- **Exercise requirements**
Every line of the entries below that includes "slope" belongs in the answer, copied as written.

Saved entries
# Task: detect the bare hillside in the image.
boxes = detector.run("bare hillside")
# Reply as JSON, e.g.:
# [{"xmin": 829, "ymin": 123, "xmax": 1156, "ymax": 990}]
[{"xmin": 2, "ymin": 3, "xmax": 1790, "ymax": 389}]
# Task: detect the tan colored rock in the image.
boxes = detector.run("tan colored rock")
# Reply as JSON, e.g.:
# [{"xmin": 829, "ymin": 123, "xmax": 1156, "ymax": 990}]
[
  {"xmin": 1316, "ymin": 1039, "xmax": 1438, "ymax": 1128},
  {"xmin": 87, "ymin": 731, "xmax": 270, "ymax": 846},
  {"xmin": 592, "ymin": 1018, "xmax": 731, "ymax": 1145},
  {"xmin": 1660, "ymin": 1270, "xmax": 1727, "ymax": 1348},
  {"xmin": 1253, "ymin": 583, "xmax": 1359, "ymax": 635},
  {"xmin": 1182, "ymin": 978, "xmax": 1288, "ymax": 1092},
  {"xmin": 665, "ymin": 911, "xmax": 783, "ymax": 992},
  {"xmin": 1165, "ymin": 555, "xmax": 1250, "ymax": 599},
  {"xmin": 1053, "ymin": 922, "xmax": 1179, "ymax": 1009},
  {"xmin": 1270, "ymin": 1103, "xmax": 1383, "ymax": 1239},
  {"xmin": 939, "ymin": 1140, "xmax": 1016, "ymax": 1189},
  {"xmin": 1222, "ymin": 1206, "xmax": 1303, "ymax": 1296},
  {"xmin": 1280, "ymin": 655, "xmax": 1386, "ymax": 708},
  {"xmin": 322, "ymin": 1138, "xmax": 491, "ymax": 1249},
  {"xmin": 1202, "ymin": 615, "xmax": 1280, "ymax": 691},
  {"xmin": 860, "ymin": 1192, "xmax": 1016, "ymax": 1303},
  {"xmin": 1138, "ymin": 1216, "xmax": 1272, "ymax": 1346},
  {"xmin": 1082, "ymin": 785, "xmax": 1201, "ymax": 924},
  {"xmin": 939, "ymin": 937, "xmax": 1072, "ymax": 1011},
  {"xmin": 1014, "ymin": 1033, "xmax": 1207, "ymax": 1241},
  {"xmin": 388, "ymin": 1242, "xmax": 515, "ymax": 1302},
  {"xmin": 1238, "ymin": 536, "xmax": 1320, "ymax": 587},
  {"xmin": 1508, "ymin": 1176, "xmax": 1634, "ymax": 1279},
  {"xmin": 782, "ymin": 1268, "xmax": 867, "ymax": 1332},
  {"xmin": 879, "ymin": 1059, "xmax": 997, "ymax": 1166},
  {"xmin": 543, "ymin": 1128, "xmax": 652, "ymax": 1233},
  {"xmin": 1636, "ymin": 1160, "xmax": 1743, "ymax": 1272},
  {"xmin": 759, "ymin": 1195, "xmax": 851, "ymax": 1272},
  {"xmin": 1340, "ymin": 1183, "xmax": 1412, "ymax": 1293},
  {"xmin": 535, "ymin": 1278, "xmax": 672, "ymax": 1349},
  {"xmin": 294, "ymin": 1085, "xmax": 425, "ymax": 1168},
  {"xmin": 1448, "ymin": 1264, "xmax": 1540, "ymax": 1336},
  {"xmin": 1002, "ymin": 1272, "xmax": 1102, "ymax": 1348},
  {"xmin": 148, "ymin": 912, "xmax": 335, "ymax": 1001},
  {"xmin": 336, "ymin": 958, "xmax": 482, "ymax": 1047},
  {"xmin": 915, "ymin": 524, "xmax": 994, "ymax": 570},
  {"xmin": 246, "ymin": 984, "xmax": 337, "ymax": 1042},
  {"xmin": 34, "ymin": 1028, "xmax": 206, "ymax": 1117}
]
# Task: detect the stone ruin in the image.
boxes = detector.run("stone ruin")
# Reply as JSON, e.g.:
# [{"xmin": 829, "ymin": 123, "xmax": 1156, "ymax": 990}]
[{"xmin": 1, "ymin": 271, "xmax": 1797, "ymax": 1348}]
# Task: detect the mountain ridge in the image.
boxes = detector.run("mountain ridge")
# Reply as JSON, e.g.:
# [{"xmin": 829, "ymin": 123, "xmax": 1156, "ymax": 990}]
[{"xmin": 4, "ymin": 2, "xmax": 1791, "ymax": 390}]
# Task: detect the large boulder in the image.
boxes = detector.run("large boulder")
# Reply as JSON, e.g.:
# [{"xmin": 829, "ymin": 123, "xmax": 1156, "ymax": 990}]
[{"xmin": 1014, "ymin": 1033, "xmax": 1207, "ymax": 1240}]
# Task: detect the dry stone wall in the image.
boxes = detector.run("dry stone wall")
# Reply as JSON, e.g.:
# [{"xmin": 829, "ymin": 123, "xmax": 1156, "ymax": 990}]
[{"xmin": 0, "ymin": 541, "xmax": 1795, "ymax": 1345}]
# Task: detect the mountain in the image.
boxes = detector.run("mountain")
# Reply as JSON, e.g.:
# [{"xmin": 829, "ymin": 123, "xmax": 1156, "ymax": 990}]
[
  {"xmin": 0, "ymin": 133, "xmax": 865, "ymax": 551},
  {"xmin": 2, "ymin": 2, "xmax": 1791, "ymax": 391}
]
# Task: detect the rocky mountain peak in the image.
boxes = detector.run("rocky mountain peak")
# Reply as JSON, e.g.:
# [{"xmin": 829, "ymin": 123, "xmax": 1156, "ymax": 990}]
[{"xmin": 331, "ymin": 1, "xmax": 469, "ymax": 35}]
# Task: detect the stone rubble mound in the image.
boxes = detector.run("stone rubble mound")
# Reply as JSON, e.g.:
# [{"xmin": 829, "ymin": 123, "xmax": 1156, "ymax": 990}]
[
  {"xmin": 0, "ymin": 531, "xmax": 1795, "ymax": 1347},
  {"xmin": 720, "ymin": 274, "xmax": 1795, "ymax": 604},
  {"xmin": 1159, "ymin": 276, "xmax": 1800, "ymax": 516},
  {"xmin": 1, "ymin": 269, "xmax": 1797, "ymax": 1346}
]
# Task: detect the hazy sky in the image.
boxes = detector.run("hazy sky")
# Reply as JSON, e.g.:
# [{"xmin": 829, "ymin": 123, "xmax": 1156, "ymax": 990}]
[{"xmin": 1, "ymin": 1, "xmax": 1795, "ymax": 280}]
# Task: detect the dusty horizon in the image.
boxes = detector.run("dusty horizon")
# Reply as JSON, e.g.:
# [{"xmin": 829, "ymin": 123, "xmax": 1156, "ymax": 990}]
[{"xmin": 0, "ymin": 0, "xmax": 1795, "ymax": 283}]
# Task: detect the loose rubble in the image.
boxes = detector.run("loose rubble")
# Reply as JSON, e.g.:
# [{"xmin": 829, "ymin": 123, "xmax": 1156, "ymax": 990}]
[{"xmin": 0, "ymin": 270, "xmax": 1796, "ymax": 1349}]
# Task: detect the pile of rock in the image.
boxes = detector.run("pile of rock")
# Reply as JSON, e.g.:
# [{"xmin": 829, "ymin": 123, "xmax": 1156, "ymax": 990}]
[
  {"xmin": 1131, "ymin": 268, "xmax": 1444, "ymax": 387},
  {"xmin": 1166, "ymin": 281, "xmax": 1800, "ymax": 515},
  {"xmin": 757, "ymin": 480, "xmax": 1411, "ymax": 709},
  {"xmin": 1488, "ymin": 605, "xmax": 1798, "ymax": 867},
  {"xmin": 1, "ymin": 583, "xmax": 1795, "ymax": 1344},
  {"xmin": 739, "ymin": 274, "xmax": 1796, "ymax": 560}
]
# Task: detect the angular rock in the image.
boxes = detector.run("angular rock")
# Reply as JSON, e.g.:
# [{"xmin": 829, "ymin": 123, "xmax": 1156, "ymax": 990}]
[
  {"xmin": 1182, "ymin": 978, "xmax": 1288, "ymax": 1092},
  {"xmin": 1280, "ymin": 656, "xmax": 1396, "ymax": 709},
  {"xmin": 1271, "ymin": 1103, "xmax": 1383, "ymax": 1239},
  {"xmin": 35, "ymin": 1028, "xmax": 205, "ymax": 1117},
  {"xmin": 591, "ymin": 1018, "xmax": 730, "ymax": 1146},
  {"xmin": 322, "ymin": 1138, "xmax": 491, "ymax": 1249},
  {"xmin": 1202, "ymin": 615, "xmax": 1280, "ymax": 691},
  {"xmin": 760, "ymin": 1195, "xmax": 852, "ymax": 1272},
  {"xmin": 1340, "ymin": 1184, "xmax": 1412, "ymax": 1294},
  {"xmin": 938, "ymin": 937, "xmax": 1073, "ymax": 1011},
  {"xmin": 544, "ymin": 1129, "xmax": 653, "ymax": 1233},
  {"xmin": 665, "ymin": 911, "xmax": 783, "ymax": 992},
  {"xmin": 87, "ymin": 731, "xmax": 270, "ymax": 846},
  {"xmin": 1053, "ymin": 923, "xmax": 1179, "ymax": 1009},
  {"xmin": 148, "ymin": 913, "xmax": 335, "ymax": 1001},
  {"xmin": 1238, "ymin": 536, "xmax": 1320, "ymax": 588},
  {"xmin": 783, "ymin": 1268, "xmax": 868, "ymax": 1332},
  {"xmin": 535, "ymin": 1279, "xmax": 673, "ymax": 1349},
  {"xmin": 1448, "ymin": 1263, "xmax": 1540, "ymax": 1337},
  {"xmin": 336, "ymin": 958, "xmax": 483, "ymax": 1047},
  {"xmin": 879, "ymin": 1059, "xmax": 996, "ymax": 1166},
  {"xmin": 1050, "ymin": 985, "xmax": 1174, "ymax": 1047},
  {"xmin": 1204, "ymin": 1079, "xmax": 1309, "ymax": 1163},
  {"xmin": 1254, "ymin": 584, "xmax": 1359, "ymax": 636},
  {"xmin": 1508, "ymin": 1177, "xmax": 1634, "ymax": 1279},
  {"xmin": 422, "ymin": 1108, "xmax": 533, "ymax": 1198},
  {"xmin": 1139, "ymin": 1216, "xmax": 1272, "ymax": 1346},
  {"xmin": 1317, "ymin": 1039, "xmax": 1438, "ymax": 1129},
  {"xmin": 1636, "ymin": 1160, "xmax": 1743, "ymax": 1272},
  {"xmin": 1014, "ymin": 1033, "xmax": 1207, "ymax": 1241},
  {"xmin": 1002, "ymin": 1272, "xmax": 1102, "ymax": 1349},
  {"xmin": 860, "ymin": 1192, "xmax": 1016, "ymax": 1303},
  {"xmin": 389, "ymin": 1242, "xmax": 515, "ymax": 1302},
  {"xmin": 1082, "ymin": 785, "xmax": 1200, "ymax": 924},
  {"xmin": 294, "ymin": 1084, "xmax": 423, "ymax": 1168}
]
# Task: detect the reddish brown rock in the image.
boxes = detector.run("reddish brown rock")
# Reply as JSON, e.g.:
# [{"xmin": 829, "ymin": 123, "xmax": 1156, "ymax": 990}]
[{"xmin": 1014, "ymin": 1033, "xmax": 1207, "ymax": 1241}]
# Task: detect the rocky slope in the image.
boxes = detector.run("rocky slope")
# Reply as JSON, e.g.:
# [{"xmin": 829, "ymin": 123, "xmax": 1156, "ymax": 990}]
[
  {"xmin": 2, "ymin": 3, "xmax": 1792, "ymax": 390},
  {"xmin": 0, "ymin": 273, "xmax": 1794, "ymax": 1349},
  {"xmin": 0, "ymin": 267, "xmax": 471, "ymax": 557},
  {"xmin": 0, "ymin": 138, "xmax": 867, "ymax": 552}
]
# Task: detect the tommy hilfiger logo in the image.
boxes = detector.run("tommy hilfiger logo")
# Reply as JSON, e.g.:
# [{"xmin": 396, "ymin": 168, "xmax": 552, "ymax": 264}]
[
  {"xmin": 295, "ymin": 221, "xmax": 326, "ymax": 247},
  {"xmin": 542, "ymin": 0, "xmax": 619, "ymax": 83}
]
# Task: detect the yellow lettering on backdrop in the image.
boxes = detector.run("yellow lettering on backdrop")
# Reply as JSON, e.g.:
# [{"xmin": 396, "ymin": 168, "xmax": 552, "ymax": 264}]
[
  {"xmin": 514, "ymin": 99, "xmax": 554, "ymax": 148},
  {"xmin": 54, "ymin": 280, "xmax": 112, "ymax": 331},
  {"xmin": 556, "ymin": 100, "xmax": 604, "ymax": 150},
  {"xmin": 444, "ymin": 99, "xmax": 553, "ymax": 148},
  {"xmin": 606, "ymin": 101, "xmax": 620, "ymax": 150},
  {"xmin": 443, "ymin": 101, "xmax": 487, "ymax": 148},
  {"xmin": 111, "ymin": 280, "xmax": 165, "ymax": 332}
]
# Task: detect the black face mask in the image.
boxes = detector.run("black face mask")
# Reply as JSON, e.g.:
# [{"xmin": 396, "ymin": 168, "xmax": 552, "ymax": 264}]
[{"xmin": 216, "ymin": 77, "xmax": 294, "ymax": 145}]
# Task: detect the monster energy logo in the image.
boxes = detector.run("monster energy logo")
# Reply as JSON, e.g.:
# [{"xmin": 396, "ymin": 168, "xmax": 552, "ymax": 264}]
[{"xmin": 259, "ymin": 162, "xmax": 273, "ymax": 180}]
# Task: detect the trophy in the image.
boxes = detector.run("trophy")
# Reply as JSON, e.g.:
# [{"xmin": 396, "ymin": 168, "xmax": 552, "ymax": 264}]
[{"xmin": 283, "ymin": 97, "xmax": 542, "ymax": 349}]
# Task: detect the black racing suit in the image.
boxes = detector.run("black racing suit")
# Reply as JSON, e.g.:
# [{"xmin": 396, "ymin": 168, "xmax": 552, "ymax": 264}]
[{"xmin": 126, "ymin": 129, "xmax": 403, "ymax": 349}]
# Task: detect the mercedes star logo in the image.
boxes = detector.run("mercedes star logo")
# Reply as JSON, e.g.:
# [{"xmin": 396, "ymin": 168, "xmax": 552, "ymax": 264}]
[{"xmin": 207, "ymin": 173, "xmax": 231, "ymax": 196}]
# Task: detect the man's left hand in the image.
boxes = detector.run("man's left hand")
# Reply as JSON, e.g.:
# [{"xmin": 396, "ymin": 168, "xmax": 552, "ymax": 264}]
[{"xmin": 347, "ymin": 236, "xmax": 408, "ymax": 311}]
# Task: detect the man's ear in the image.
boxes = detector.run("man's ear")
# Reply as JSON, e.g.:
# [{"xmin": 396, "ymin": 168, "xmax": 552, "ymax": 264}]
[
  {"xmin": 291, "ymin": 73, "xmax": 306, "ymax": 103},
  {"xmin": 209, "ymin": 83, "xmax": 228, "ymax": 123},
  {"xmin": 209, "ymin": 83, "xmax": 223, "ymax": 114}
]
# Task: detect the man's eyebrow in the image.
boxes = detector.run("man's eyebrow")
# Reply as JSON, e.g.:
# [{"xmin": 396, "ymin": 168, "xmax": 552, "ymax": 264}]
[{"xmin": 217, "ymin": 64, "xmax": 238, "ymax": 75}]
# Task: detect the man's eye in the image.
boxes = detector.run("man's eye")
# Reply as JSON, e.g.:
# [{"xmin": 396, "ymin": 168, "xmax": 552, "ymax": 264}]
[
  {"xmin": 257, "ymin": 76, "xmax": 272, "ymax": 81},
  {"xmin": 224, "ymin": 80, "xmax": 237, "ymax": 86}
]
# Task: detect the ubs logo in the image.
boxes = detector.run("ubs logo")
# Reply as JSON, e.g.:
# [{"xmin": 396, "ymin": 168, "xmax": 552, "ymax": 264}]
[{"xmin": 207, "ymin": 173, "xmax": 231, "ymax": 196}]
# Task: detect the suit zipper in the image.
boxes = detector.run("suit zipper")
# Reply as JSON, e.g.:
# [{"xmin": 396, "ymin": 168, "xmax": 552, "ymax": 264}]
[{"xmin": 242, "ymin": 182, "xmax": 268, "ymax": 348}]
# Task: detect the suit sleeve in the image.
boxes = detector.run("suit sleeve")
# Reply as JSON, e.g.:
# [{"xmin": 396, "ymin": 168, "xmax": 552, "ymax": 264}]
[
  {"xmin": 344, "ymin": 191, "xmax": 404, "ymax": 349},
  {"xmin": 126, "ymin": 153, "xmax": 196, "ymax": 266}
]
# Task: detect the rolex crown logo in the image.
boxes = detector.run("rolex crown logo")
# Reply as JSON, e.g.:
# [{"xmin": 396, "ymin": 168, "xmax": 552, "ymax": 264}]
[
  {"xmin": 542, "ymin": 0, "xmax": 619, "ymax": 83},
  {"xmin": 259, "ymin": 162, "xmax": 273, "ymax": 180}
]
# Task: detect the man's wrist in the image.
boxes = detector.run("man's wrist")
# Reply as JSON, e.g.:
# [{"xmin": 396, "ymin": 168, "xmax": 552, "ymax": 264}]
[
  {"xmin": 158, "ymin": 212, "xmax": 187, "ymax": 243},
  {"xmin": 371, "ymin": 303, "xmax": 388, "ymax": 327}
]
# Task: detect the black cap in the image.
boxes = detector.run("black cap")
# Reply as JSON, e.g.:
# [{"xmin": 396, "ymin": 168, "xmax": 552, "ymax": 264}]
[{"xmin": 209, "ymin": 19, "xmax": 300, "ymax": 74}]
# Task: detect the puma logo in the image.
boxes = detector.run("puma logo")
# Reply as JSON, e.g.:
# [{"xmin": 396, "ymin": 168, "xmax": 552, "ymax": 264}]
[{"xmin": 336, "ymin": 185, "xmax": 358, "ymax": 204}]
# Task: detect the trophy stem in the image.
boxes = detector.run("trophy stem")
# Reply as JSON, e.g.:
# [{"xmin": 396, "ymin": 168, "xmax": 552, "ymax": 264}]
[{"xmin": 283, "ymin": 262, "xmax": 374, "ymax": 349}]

- **Exercise output**
# Task: detect the rocky slope in the image.
boxes = detector.run("rocky slope")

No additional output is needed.